[GIVEN DATA Boundary: Start]

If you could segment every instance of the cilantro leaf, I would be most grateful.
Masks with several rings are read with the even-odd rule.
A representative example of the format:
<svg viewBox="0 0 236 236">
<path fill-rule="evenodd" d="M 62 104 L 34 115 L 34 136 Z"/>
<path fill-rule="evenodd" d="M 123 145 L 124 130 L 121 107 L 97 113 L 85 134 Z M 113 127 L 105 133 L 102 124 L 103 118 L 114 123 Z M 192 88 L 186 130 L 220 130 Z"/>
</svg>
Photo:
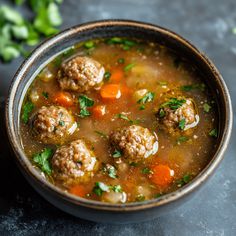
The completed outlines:
<svg viewBox="0 0 236 236">
<path fill-rule="evenodd" d="M 123 192 L 122 187 L 121 187 L 120 185 L 111 186 L 111 189 L 112 189 L 112 191 L 114 191 L 115 193 L 122 193 L 122 192 Z"/>
<path fill-rule="evenodd" d="M 33 111 L 33 109 L 34 109 L 34 104 L 30 101 L 26 102 L 23 105 L 21 119 L 25 124 L 28 123 L 30 113 Z"/>
<path fill-rule="evenodd" d="M 185 174 L 180 180 L 177 181 L 177 186 L 183 187 L 185 184 L 189 183 L 191 179 L 191 174 Z"/>
<path fill-rule="evenodd" d="M 135 63 L 130 63 L 124 67 L 124 71 L 127 72 L 135 66 Z"/>
<path fill-rule="evenodd" d="M 33 162 L 47 175 L 51 175 L 50 159 L 53 155 L 51 148 L 45 148 L 42 152 L 33 155 Z"/>
<path fill-rule="evenodd" d="M 110 77 L 111 77 L 111 72 L 106 71 L 104 74 L 105 81 L 109 81 Z"/>
<path fill-rule="evenodd" d="M 152 171 L 151 171 L 150 168 L 148 168 L 148 167 L 143 168 L 141 172 L 142 172 L 143 174 L 151 174 L 151 173 L 152 173 Z"/>
<path fill-rule="evenodd" d="M 188 137 L 186 136 L 180 136 L 178 139 L 177 139 L 177 143 L 180 144 L 180 143 L 183 143 L 183 142 L 187 142 L 188 141 Z"/>
<path fill-rule="evenodd" d="M 108 139 L 108 135 L 101 132 L 101 131 L 98 131 L 98 130 L 95 130 L 94 131 L 96 134 L 98 134 L 99 136 L 101 136 L 102 138 L 105 138 L 105 139 Z"/>
<path fill-rule="evenodd" d="M 124 115 L 123 113 L 117 114 L 116 117 L 122 120 L 127 120 L 129 121 L 130 124 L 137 124 L 139 122 L 138 120 L 131 120 L 128 116 Z"/>
<path fill-rule="evenodd" d="M 17 11 L 6 5 L 0 7 L 0 16 L 1 19 L 15 25 L 21 25 L 24 23 L 23 17 Z"/>
<path fill-rule="evenodd" d="M 87 49 L 91 49 L 91 48 L 95 47 L 95 44 L 92 40 L 90 40 L 90 41 L 87 41 L 87 42 L 84 43 L 84 47 L 87 48 Z"/>
<path fill-rule="evenodd" d="M 152 102 L 154 100 L 154 97 L 155 97 L 155 93 L 147 92 L 142 98 L 140 98 L 137 101 L 138 104 L 142 104 L 140 106 L 140 110 L 144 110 L 145 109 L 144 104 L 146 104 L 147 102 Z"/>
</svg>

[GIVEN DATA Boundary: End]

→ **EXERCISE DESCRIPTION**
Each record must be repeated exactly, and no picture may be carried over.

→ **RESULT OF THIS TASK**
If you could segment every instance of the cilantro leaf, I would be most grateful.
Masks with several rings are read with the even-odd rule.
A representative example of the format:
<svg viewBox="0 0 236 236">
<path fill-rule="evenodd" d="M 62 104 L 34 115 L 34 136 Z"/>
<path fill-rule="evenodd" d="M 123 145 L 124 130 L 121 107 L 97 113 L 85 134 Z M 113 127 L 105 133 L 102 124 L 103 118 L 114 123 Z M 192 88 L 186 130 L 220 130 Z"/>
</svg>
Photo:
The completed outlines:
<svg viewBox="0 0 236 236">
<path fill-rule="evenodd" d="M 123 192 L 122 187 L 121 187 L 120 185 L 111 186 L 111 189 L 112 189 L 112 191 L 114 191 L 115 193 L 122 193 L 122 192 Z"/>
<path fill-rule="evenodd" d="M 33 111 L 33 109 L 34 109 L 34 104 L 30 101 L 26 102 L 23 105 L 21 119 L 25 124 L 28 123 L 30 113 Z"/>
<path fill-rule="evenodd" d="M 185 174 L 180 180 L 177 181 L 177 186 L 183 187 L 185 184 L 189 183 L 191 179 L 191 174 Z"/>
<path fill-rule="evenodd" d="M 135 63 L 130 63 L 124 67 L 124 71 L 127 72 L 135 66 Z"/>
<path fill-rule="evenodd" d="M 33 162 L 47 175 L 51 175 L 50 159 L 53 155 L 51 148 L 45 148 L 42 152 L 33 155 Z"/>
<path fill-rule="evenodd" d="M 110 77 L 111 77 L 111 72 L 106 71 L 104 74 L 105 81 L 109 81 Z"/>
<path fill-rule="evenodd" d="M 152 171 L 151 171 L 150 168 L 148 168 L 148 167 L 143 168 L 141 172 L 142 172 L 143 174 L 151 174 L 151 173 L 152 173 Z"/>
<path fill-rule="evenodd" d="M 188 137 L 186 136 L 180 136 L 178 139 L 177 139 L 177 143 L 180 144 L 180 143 L 183 143 L 183 142 L 187 142 L 188 141 Z"/>
<path fill-rule="evenodd" d="M 108 139 L 108 135 L 101 132 L 101 131 L 98 131 L 98 130 L 95 130 L 94 131 L 96 134 L 98 134 L 99 136 L 101 136 L 102 138 L 105 138 L 105 139 Z"/>
<path fill-rule="evenodd" d="M 124 115 L 123 113 L 117 114 L 116 117 L 122 120 L 127 120 L 129 121 L 130 124 L 137 124 L 139 122 L 138 120 L 131 120 L 128 116 Z"/>
<path fill-rule="evenodd" d="M 17 11 L 6 5 L 0 7 L 0 16 L 1 19 L 15 25 L 21 25 L 24 23 L 23 17 Z"/>
<path fill-rule="evenodd" d="M 87 49 L 91 49 L 91 48 L 95 47 L 95 44 L 92 40 L 90 40 L 90 41 L 87 41 L 87 42 L 84 43 L 84 47 L 87 48 Z"/>
<path fill-rule="evenodd" d="M 152 102 L 154 100 L 154 97 L 155 97 L 155 93 L 147 92 L 142 98 L 140 98 L 137 101 L 138 104 L 142 104 L 140 106 L 140 110 L 144 110 L 145 109 L 144 104 L 146 104 L 147 102 Z"/>
</svg>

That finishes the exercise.